>> BEGIN PROVIDED TEXT
Translation: by subtracting a runner’s second half time from his/her first half and dividing that difference by the first-half time, we can deliver a percent change across the two halves, and in L2 I get

0:07:43

Which is not the kind of number you were expecting. And that surprise has been sprung by a formatting disjunction.

Recall that, as with dates, time entries are nothing but numbers. Thus 12:00, or noon, is really .5, the quantity metering one-half of a day. Look again at 8:00 (am), then, and you get .333333, and so on. But because the Split Pct Difference field has inherited the Time format of the field next-door, Finish Time, we’re faced with seven minutes and 43 seconds – or what is really .54% of a 1440-minute day. And indeed, when we reformat our field into Percent Style and unpack two decimal points for the value in L2, 0.54% resolves before us.

But there’s a bit more neatening up to do. I noticed a handful of #DIV/0! gatecrashers glowering in the Split Pct  cells, their scruffy appearances reflecting the absences of split times in their records. If you sort Split Pct Differences smallest to largest seven dissident records plunge to the bottom, whereupon another blank row, this one interlarded between rows 36666 and 36667, will send them packing.
>> END PROVIDED TEXT
- **WORK TO COMPLETE**
In the passage on spreadsheet time formatting, write out the words starting at "Translation: by subtracting" and ending at "a formatting disjunction.".
>> BEGIN RECORDS PROVIDED
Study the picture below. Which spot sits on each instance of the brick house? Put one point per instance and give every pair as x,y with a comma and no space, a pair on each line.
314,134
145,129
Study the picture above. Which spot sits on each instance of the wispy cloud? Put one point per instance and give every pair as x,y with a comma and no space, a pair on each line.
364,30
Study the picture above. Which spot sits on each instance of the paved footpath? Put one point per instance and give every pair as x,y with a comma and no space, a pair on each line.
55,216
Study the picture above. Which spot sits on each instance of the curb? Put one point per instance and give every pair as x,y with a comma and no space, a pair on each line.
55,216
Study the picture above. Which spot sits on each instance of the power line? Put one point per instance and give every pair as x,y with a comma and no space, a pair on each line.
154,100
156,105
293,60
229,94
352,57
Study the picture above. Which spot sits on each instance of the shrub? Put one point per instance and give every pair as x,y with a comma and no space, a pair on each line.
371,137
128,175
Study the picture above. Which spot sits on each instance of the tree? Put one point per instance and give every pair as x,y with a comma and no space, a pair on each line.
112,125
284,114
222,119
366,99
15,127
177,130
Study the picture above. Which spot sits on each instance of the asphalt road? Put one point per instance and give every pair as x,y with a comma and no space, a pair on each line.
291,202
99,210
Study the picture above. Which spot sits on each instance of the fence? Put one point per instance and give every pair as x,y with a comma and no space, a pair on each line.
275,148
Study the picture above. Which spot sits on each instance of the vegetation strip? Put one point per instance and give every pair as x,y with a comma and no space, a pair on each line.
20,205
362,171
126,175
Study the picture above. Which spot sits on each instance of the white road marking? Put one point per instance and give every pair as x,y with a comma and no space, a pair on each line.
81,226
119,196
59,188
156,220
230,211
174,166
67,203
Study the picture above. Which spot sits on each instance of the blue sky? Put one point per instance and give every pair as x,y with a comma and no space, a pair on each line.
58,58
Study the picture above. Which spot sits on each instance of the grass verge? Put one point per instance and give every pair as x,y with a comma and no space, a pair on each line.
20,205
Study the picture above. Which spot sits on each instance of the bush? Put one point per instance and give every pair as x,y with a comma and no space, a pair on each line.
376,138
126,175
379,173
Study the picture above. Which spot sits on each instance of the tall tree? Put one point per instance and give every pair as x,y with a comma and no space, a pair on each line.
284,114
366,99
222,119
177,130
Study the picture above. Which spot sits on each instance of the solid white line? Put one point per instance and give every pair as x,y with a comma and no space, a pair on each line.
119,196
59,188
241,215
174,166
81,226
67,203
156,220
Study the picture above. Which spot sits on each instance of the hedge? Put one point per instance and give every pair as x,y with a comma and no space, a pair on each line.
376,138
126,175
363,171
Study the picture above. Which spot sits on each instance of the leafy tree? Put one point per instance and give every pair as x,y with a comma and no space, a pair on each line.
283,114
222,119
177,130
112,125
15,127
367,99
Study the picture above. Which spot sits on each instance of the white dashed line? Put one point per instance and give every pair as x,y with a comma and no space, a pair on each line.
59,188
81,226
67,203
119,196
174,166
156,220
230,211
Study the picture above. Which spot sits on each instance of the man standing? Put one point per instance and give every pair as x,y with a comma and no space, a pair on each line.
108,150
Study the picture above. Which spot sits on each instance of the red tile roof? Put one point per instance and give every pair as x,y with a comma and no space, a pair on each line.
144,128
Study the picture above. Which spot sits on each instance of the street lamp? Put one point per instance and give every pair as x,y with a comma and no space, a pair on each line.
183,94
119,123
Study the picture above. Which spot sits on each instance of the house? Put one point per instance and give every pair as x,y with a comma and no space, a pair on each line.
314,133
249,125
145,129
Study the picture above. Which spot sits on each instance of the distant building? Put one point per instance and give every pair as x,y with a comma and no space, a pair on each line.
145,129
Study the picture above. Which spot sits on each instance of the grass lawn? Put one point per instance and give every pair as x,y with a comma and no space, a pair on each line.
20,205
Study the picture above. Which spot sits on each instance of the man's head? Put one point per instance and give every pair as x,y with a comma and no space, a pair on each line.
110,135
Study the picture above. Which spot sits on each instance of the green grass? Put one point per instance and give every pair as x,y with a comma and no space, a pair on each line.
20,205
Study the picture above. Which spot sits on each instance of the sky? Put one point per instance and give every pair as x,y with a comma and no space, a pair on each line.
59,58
>> END RECORDS PROVIDED
- **TASK RESPONSE**
Translation: by subtracting a runner’s second half time from his/her first half and dividing that difference by the first-half time, we can deliver a percent change across the two halves, and in L2 I get

0:07:43

Which is not the kind of number you were expecting. And that surprise has been sprung by a formatting disjunction.